Описание задания →
Ответьте по отрывку о Толстом в стихах поэтов андеграунда:
(a) Сколько стихотворений Владимир Эрль объединил под общей шапкой «Наташа Ростова»?
(b) В чьем дневнике есть запись о том, что «Война и мир» не в целом совершенна по сравнению с поэзией?
(c) В каком стихотворении Виктора Кривулина показаны иоанниты?

Фрагмент документа →

========================

А вот Владимир Ханан читает другой великий роман — «Войну и мир»: «Толстой для смерти князь Болконского/
Помимо Сына и Отца/ Подбавил баса геликонского/ И девичьего бубенца» [8].
Вслед ему Владимир Эрль пишет десять стихотворений под общей шапкой «Наташа Ростова. — Охота. — Первый бал. — Побег из родительского дома. — Последствия опрометчивости» [9].
Заглавие обозначает сюжетную канву цикла, где все события даны по ассоциации, какими-то необязательными штрихами, привязанными к тексту лишь условно. Вот, к примеру, первый бал Наташи:

Летает дева по паркету
кричит смеется и грустит
паркет не радуясь ее полету
таращит доски и блестит
вот платье зацепляет гвоздик
взметнулось вверх калошу обнажив
вокруг столпившиеся кавалеры
от замиранья духа еле жив.

Наташа предстает здесь не столько героиней Толстого, сколько Даниила Хармса. Она — функция стиха, как, к примеру, рифма. Поэтому «кавалеры» — «жив», а «не живы», как требует того правильная речь. Но Наташа не превращается полностью в обескровленных падающих старух Хармса. Кровь в ней течет, смысл сохраняется. И этот смысл держится названием, отсылающим нас все же не к обэриутам, а к «Войне и миру».
Интересно, что толстовскую прозу поэты иногда оценивали с точки зрения своего жанра. Вот любопытная запись в дневнике Сергея Кулле: «Боюсь, что "Война и мир" не в целом совершенна — по сравнению с поэзией» [10].
Значима фигура яснополянского старца для Виктора Кривулина. Он пишет текст «Толстой в Гаспре», где предметом поэтической медитации становится деггаротип писателя. В стихотворении «Монастырь на Карповке» показаны иоанниты — последователи о. Иоанна Кронштадтского, собирающиеся вместе, чтобы почтить его память. Сам «позднопризванный протоиерей» вспоминается как тот священнослужитель, что «обрушивал на графа льва толстого/ львиную тоску по родине, по внутренней своей» [11]. Задолго до появления книги Павла Басинского «Святой против Льва. Иоанн Кронштадтский и Лев Толстой. История одной вражды» в андеграунде, пускай и вскользь, обыгрывается этот сюжет.
Кривулину важны не только события вокруг Толстого, но и его учение. Свое публицистическое стихотворение «Где же наш новый Толстой?» он начинает словами: «странно две уже войны/ минуло, и третья на подходе/ а Толстого нет как нет/ ни в натуре ни в природе». Графа нет, а «прапорщик, пройдя афган/ разве что-нибудь напишет/ до смерти он жизнью выжат/и обдолбан коль не пьян» [12].
Юрия Кублановского также привлекает учение великого соотечественника. Поэтому мы можем встретить такие, например, строки: «За зиму в кладовке/ пропах маринадом листок./ Толстовцем в толстовке/ в лесу задремал ветерок» [13].

========================

(Записи из источника данных)

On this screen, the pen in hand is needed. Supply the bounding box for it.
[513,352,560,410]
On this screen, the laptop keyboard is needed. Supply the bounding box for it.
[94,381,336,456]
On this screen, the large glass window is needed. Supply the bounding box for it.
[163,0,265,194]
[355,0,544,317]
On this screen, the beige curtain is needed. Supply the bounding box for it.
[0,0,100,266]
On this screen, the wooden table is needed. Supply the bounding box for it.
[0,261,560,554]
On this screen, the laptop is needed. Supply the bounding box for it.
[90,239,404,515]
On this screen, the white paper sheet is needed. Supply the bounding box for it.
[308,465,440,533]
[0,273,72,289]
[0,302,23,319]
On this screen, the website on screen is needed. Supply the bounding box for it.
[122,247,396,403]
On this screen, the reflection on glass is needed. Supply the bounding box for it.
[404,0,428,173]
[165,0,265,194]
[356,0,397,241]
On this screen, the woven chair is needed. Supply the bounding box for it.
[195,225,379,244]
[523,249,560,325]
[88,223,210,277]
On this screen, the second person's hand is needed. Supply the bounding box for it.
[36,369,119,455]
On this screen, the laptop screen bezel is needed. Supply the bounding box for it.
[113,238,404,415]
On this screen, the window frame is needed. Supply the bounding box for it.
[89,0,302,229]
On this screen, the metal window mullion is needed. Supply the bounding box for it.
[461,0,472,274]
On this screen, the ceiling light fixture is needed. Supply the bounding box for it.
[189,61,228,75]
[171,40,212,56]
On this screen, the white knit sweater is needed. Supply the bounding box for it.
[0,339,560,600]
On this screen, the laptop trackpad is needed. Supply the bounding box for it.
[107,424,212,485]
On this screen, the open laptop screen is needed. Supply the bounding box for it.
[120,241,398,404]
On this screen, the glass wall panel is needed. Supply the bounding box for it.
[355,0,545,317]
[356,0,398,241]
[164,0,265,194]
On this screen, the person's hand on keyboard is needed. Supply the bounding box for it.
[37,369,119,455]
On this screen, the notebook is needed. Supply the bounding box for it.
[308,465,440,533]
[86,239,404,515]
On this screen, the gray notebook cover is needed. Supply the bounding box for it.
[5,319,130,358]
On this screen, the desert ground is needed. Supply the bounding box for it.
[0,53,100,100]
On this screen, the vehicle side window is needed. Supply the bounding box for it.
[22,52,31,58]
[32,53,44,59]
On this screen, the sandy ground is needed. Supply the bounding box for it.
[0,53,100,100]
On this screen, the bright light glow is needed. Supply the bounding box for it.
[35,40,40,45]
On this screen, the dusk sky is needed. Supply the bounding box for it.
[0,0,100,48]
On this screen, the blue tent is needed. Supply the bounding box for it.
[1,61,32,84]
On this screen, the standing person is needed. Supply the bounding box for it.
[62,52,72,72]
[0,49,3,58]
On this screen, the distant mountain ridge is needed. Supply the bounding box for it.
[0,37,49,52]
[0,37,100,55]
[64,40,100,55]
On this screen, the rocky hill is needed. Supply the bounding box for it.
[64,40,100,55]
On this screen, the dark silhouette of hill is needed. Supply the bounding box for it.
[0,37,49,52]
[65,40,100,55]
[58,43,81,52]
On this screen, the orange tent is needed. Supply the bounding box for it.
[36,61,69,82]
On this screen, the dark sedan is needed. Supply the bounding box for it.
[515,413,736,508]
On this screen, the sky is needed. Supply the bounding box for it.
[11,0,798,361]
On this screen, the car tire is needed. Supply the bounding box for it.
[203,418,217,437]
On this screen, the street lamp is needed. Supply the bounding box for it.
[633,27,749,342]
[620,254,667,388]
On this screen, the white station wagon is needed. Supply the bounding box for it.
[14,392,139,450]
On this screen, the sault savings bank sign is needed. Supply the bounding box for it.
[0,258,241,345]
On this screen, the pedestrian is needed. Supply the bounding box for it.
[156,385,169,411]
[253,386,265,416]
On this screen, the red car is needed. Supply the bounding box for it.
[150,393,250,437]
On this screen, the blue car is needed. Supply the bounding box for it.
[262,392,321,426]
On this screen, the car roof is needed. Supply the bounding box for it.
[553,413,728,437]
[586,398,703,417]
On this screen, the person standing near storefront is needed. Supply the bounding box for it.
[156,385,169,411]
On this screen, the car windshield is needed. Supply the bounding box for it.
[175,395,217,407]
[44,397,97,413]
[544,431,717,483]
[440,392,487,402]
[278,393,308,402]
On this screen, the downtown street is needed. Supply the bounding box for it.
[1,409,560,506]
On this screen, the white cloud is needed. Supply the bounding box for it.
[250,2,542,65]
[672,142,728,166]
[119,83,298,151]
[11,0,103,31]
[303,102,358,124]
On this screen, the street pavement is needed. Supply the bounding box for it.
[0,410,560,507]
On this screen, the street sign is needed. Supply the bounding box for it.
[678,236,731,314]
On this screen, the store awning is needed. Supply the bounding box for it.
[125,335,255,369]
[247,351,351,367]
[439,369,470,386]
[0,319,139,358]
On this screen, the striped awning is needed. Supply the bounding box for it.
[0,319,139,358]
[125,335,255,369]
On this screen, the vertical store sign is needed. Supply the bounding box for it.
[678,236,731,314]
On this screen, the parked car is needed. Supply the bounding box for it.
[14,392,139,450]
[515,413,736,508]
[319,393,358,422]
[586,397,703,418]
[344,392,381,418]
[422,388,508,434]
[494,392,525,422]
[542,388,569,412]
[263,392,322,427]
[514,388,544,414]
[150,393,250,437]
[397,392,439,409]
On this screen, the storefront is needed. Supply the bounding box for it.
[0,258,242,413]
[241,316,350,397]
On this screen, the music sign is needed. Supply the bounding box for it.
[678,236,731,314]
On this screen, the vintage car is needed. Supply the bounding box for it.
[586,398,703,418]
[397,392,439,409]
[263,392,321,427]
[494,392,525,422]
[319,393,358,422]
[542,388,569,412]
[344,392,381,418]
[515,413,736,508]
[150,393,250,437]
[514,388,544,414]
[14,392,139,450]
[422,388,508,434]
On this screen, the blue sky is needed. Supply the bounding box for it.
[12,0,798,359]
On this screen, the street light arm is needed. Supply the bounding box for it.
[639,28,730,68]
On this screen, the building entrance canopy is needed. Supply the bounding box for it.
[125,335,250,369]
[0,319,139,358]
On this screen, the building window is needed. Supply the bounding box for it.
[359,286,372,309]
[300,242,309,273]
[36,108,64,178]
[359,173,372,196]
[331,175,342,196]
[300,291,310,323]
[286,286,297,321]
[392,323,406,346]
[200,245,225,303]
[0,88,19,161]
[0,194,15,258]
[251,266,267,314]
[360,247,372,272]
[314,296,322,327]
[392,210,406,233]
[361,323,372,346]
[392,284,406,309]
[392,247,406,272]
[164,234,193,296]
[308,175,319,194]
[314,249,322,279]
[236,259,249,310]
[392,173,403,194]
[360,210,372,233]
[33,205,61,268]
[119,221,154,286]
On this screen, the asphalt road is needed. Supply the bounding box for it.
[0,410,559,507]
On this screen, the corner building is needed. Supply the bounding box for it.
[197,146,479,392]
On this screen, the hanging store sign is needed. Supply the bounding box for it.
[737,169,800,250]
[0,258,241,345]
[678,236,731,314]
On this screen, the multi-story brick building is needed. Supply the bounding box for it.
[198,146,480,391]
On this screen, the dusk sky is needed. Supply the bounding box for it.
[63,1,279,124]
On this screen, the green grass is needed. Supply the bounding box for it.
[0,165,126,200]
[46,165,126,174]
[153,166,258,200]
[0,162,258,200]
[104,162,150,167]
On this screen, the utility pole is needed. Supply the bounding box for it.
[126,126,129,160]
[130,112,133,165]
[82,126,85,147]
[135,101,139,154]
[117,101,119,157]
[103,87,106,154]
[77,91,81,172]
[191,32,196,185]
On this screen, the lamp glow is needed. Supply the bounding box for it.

========================

Ответ →
(a) Десять.
(b) В дневнике Сергея Кулле.
(c) В стихотворении «Монастырь на Карповке».